TASK DETAILS – Please repeat the rows word for word, starting at the line that contains "Box every visible distant" and continuing through the last line of the rows, including both of those lines.

** Begin **

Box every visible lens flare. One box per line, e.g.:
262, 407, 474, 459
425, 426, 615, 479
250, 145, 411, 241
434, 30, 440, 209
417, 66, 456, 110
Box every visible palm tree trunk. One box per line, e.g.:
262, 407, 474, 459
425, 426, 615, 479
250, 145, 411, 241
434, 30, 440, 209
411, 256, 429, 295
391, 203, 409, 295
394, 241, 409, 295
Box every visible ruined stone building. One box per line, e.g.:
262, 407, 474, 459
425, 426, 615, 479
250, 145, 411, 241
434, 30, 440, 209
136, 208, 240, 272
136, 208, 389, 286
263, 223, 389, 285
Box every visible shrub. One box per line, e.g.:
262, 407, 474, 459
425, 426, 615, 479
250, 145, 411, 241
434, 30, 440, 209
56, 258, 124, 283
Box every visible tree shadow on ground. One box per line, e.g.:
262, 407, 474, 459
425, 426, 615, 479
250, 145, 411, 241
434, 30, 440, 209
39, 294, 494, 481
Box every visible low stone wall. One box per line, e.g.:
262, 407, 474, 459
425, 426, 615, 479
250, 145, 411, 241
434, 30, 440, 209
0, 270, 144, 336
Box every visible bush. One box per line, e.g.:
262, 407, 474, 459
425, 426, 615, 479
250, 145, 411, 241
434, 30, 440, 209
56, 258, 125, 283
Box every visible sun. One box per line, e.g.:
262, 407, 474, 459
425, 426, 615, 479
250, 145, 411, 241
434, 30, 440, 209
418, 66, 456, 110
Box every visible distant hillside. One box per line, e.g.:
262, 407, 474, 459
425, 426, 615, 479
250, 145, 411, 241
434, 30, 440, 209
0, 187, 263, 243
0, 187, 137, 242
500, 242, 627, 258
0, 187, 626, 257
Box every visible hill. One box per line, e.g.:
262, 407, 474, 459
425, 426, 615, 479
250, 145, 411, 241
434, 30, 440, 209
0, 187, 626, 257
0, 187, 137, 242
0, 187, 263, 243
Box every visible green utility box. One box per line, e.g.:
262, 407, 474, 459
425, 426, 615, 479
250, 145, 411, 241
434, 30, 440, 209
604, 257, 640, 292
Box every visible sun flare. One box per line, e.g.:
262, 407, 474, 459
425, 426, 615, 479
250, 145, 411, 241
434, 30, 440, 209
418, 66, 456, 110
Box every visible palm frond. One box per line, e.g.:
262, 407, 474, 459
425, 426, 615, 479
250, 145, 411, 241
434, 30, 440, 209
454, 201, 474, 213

** End **

ANSWER TO THE TASK –
Box every visible distant hillside. One box per line, e.g.:
262, 407, 474, 459
425, 426, 615, 479
250, 145, 411, 241
434, 30, 440, 209
0, 187, 263, 243
0, 187, 137, 242
500, 242, 627, 258
0, 187, 626, 257
Box every visible hill. One box per line, e.g.:
262, 407, 474, 459
425, 426, 615, 479
250, 145, 411, 241
434, 30, 440, 209
0, 187, 626, 257
0, 187, 137, 242
0, 187, 263, 243
Box every visible green utility box. One box per line, e.g.:
262, 407, 474, 459
425, 426, 615, 479
250, 145, 411, 241
434, 30, 440, 209
604, 257, 640, 292
Box every visible sun flare. One box per line, e.g.:
262, 407, 474, 459
425, 426, 615, 479
250, 145, 411, 241
434, 30, 440, 209
418, 66, 456, 110
Box every visible palm frond. One box per line, e.g.:
262, 407, 474, 459
425, 426, 615, 479
250, 145, 411, 241
434, 30, 440, 209
454, 201, 474, 213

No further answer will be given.